++++ GIVEN PASSAGE ++++

The async WebRequest methods can appear slugggish because they block while performing DNS lookup, then switch to asynchronous behaviour. Having followed this path myself, it seems inefficient to spin up eight threads to feed requests into an API that already spins up threads to do the bulk of the work. You might reconsider some of your approaches bearing this shortcoming of the async WebRequest API. Our solution eventually involved using the synchronous API, each one on its own thread. I'd be interested in anyone commenting on the correctness of this approach.

spender
+1 for the DNS lookup blocking the thread
Jader Dias
your approach is correct but I don't know if it will consume more CPU resources than the async way.
Jader Dias
"You'll only need one thread to do this." Good point!
Jader Dias
+2  A: 

Here's what I don't get: you say max 50 connections, but only 8 threads. Each connection by definition "occupies" / runs in a thread. I mean, you're not using DMA or any sort of other magic to take the load off the CPU, so each transfer needs an execution context. If you can launch 50 async requests at once, fine, great, do that -- you should be able to launch them all from the same thread, since calling an async read function takes essentially no time at all. If you e.g. have 8 cores and want to make sure an entire core is dedicated to each transfer (that would probably be dumb, but it's your code, so...), you can only run 8 transfers at once.

My suggestion is to just launch 50 async requests, inside a sync block so that they all start before you allow any of them to complete (simplifies the math). Then, use a count semaphore as suggested by Jeremy or a synchronized Queue as suggested by mbeckish to keep track of the work remaining. At the end of your async-complete callback, launch the next connection (if appropriate). That is, start 50 connections, then when one finishes, use the "completed" event handler to launch the next one, until all the work is done. This shouldn't need any kind of additional libraries or frameworks.

Coderer
It sounded easy to do the first time I tried it. And I have tried for at least two months. My code has undebugable bugs, and that's why I'm calling for help. Maybe some library has a robuster way to handle that.

++++ DATASET RECORDS ++++

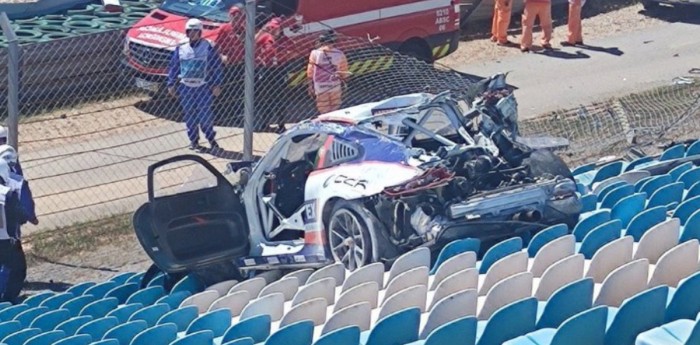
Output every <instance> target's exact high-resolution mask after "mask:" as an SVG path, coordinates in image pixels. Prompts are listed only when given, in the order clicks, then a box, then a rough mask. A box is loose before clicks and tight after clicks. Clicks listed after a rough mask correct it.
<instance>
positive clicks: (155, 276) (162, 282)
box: [146, 272, 166, 287]
mask: <svg viewBox="0 0 700 345" xmlns="http://www.w3.org/2000/svg"><path fill="white" fill-rule="evenodd" d="M165 278H166V276H165V273H162V272H161V273H158V274H156V276H155V277H153V279H151V281H150V282H148V284H146V287H152V286H162V287H165Z"/></svg>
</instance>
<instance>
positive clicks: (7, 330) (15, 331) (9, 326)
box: [0, 320, 22, 340]
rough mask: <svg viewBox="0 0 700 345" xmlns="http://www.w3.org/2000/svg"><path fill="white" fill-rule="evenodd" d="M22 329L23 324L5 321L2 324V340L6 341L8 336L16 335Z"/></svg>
mask: <svg viewBox="0 0 700 345" xmlns="http://www.w3.org/2000/svg"><path fill="white" fill-rule="evenodd" d="M20 329H22V324H21V323H20V322H19V321H16V320H12V321H5V322H3V323H0V340H2V339H4V338H5V337H7V336H8V335H10V334H12V333H15V332H17V331H19V330H20Z"/></svg>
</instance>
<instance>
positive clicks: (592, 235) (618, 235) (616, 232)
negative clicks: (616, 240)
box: [576, 219, 622, 260]
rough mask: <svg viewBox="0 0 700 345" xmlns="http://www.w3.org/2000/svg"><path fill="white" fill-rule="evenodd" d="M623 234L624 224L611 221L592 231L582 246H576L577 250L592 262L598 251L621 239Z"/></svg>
mask: <svg viewBox="0 0 700 345" xmlns="http://www.w3.org/2000/svg"><path fill="white" fill-rule="evenodd" d="M621 234H622V222H621V221H620V220H618V219H614V220H611V221H609V222H606V223H603V224H601V225H598V226H597V227H596V228H595V229H593V230H591V231H590V232H589V233H588V235H586V237H585V238H584V239H583V241H581V243H580V244H579V243H577V244H576V247H577V248H576V250H577V252H578V253H581V254H583V256H584V257H585V258H586V259H588V260H590V259H592V258H593V255H594V254H595V253H596V252H597V251H598V249H600V248H602V247H603V246H604V245H606V244H608V243H610V242H612V241H614V240H616V239H618V238H620V235H621Z"/></svg>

++++

## WHAT TO DO
1) Answer each question from the forum discussion on async web requests.
(a) According to the first answer, why can the async WebRequest methods appear sluggish?
(b) What did that answer's own solution eventually involve?
(c) In the later answer, which two tools are named for keeping track of the work remaining?
2) Pick up the forum discussion on async web requests at the point where it stops, and write the next reply.

## OUTPUTS FOR THE TASKS
1)
(a) They block while performing the DNS lookup, and only then switch to asynchronous behavior.
(b) Using the synchronous API, with each request on its own thread.
(c) A count semaphore, as suggested by Jeremy, or a synchronized Queue, as suggested by mbeckish.

2)
Jader Dias
Could you describe the bugs you're getting, or at least elaborate what you've tried and failed? I haven't tried the *scale* that you're trying, but I've done bits and pieces of the same thing, which is where my suggestion came from. You might get better help with more information.
Coderer
I have abandoned the code a month ago, but soon I'll work on it again and then I'll explain better my bugs.
Jader Dias
+1  A: 

This is how you'd do it with the base class library in .net 3.5: The call to SetMinThreads is optional - see what happens with & without it.

You should handle timeouts within your replacement to DoSomethingThatsSlow

public class ThrottledParallelRunnerTest
{
    public static void Main()
    {
        //since the process is just starting up, we need to boost this
        ThreadPool.SetMinThreads(10, 10);

        IEnumerable<string> args = from i in Enumerable.Range(1, 100)
                                   select "task #" + i;
        ThrottledParallelRun(DoSomethingThatsSlow, args, 8);
    }

    public static void DoSomethingThatsSlow(string urlOrWhatever)
    {
        Console.Out.WriteLine("{1}: began {0}", urlOrWhatever, DateTime.Now.Ticks);
        Thread.Sleep(500);
        Console.Out.WriteLine("{1}: ended {0}", urlOrWhatever, DateTime.Now.Ticks);
    }

    private static void ThrottledParallelRun<T>(Action<T> action, IEnumerable<T> args, int maxThreads)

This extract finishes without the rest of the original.